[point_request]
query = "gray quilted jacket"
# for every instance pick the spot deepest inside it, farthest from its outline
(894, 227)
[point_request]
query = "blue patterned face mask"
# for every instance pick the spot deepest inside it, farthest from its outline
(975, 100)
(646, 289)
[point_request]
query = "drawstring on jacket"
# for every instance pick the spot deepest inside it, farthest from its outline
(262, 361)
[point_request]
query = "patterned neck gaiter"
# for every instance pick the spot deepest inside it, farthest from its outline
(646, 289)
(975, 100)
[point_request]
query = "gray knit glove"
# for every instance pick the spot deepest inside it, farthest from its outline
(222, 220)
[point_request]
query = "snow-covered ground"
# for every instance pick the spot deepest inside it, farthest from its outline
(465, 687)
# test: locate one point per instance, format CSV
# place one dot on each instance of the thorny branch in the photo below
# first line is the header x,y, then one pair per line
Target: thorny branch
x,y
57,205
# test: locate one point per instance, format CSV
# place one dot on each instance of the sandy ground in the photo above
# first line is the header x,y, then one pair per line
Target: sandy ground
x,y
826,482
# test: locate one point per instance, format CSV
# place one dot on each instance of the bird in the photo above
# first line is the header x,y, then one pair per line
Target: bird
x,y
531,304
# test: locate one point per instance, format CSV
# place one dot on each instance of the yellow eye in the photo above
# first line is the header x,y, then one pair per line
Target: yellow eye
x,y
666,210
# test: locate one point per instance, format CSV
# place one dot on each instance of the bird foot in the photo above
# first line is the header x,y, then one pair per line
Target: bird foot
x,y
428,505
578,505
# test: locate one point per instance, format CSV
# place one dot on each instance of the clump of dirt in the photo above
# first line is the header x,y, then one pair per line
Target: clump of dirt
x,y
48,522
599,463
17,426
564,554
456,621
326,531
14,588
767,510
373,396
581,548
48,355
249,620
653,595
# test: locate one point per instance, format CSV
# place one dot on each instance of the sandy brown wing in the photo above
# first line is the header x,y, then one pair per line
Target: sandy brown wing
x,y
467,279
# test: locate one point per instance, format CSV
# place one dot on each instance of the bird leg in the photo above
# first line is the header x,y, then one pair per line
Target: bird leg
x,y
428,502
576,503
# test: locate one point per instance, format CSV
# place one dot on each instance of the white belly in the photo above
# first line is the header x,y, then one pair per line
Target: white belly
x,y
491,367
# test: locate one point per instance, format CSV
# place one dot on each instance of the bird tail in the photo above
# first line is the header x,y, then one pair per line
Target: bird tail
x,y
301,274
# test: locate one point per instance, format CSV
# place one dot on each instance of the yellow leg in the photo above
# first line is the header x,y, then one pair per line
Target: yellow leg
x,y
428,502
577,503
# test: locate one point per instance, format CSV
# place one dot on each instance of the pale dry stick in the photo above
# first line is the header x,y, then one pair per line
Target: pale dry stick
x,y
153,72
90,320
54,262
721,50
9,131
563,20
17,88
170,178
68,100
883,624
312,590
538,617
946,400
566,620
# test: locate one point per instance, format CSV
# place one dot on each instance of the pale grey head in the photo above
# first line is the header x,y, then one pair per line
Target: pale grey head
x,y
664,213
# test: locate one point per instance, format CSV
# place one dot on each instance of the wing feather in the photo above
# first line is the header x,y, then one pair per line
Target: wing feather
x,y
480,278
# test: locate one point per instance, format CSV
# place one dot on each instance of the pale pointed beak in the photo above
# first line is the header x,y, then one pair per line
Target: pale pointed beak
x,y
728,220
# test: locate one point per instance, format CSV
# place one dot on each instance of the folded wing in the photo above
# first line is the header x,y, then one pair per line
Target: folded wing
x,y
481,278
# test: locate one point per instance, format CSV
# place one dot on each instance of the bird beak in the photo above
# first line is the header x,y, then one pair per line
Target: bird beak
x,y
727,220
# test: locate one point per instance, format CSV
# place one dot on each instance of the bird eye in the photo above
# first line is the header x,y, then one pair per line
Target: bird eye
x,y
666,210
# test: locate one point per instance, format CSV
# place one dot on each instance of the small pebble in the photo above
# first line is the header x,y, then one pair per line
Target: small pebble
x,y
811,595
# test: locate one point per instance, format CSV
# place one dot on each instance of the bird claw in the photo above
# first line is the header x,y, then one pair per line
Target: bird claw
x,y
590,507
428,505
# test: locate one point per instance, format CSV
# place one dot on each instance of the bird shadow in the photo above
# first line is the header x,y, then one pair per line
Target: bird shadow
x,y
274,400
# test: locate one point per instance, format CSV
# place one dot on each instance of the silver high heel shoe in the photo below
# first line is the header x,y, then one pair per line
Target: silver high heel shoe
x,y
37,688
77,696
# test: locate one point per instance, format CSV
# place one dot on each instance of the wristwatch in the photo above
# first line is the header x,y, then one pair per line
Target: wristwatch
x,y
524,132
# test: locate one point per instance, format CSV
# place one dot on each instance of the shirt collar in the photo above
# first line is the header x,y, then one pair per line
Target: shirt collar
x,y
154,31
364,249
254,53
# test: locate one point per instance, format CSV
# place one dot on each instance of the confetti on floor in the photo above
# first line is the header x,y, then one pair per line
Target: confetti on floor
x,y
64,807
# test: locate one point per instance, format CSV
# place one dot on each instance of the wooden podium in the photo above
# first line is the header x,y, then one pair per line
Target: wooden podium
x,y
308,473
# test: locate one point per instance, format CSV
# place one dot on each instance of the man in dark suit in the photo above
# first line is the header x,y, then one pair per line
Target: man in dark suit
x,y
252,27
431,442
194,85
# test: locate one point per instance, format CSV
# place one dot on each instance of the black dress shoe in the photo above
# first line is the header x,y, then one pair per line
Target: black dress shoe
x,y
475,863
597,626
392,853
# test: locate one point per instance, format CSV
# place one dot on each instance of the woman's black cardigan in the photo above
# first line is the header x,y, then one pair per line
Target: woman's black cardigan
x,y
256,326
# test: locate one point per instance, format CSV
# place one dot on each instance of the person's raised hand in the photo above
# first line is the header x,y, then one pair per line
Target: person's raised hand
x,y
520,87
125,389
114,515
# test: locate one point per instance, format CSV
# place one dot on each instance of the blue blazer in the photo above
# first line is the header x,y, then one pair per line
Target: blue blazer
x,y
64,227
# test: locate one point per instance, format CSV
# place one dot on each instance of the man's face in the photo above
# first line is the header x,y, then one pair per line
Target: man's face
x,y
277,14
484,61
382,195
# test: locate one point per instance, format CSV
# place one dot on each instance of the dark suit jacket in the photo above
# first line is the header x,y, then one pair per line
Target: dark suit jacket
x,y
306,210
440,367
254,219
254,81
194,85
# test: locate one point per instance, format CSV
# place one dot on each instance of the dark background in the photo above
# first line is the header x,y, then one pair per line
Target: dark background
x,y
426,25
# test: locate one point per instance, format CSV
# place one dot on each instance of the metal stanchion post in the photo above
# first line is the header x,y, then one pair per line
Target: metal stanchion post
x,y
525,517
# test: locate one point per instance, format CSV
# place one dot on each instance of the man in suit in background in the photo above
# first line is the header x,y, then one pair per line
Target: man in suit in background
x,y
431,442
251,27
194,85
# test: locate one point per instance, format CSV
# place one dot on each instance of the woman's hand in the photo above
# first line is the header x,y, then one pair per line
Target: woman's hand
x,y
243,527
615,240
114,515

==

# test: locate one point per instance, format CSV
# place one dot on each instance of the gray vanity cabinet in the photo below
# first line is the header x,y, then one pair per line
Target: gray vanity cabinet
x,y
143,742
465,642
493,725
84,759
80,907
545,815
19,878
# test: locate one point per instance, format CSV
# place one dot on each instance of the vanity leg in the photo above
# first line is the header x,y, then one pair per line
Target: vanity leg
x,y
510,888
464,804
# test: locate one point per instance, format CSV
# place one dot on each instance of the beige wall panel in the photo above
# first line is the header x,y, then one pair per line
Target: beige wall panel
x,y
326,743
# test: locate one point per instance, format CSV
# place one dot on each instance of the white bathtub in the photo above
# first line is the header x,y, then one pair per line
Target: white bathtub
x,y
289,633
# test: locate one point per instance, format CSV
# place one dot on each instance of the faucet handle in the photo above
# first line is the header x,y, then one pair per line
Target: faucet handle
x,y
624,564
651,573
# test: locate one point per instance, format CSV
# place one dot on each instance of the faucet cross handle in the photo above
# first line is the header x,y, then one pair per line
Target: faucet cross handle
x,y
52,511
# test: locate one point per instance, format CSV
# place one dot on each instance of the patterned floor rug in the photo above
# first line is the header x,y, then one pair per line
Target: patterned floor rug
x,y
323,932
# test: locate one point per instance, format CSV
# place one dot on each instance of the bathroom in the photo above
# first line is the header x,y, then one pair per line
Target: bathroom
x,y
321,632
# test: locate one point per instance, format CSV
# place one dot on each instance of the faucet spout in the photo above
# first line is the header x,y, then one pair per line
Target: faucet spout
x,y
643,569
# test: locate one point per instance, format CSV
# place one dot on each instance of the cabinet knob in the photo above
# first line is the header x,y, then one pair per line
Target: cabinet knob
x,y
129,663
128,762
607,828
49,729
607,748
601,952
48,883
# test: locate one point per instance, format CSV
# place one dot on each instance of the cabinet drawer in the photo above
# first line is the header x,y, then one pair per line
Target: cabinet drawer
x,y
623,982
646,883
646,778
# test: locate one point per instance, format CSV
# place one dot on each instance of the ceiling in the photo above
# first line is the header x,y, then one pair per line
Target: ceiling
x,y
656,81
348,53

EXERCISE DIRECTIONS:
Count the lines above that contain the string "branch", treating uppercase and lowercase letters as distinct. Give only the number.

SOLUTION:
2